◆ **Instructions for the task**
In the study summary below, what kind of animal model was used?

◆ **Document section**
To read the full abstract: J Endocrinol. 2018 Jul 26.
This study, using a mouse model, investigated the effects of high fat diet-induced maternal obesity on both fetal and adult offspring skeletal development.
Maternal nutrition appears to influence epigenetic alterations in the offspring and to program gene expression in key metabolic pathways, such as fatty acids and glucose metabolism. Maternal obesity caused by excessive consumption of a high-calorie, high-fat diet (HFD) has a profound influence on the health of cardiovascular and skeletal system of the offspring during fetal development and infancy, as well as later on in childhood and into adulthood. The relevance of epigenetic control in bone-related gene expression, bone development and organ homeostasis, as well as in the onset and progression of musculoskeletal diseases, has also been increasingly shown. Maternal obesity is known to program fetal pre-osteoblastic cell senescence signaling and glucose metabolism (Chen JR et al.).

◆ **Exercise data**
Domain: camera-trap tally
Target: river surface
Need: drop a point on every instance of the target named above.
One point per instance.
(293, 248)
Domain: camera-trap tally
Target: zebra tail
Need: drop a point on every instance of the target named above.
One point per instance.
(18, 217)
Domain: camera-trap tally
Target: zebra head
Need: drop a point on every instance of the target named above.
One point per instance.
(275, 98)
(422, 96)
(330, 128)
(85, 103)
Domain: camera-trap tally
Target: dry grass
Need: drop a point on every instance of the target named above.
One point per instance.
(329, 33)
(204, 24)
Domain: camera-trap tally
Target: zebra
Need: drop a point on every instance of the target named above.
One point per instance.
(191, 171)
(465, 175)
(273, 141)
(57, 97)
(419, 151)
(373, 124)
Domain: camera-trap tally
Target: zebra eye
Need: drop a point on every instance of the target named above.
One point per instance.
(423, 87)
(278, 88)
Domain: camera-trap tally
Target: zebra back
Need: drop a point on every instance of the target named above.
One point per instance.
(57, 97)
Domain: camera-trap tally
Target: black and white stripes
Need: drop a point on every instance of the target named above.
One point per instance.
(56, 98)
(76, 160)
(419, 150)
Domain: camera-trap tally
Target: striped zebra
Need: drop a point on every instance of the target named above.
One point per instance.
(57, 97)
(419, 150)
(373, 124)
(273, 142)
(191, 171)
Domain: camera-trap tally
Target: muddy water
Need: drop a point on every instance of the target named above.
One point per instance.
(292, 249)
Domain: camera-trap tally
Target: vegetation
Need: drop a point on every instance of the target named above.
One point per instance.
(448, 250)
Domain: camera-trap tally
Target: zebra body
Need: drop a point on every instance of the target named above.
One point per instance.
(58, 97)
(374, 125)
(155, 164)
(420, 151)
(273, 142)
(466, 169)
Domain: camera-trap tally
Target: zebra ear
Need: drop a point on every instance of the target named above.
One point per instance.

◆ **Answer to the exercise**
A mouse model.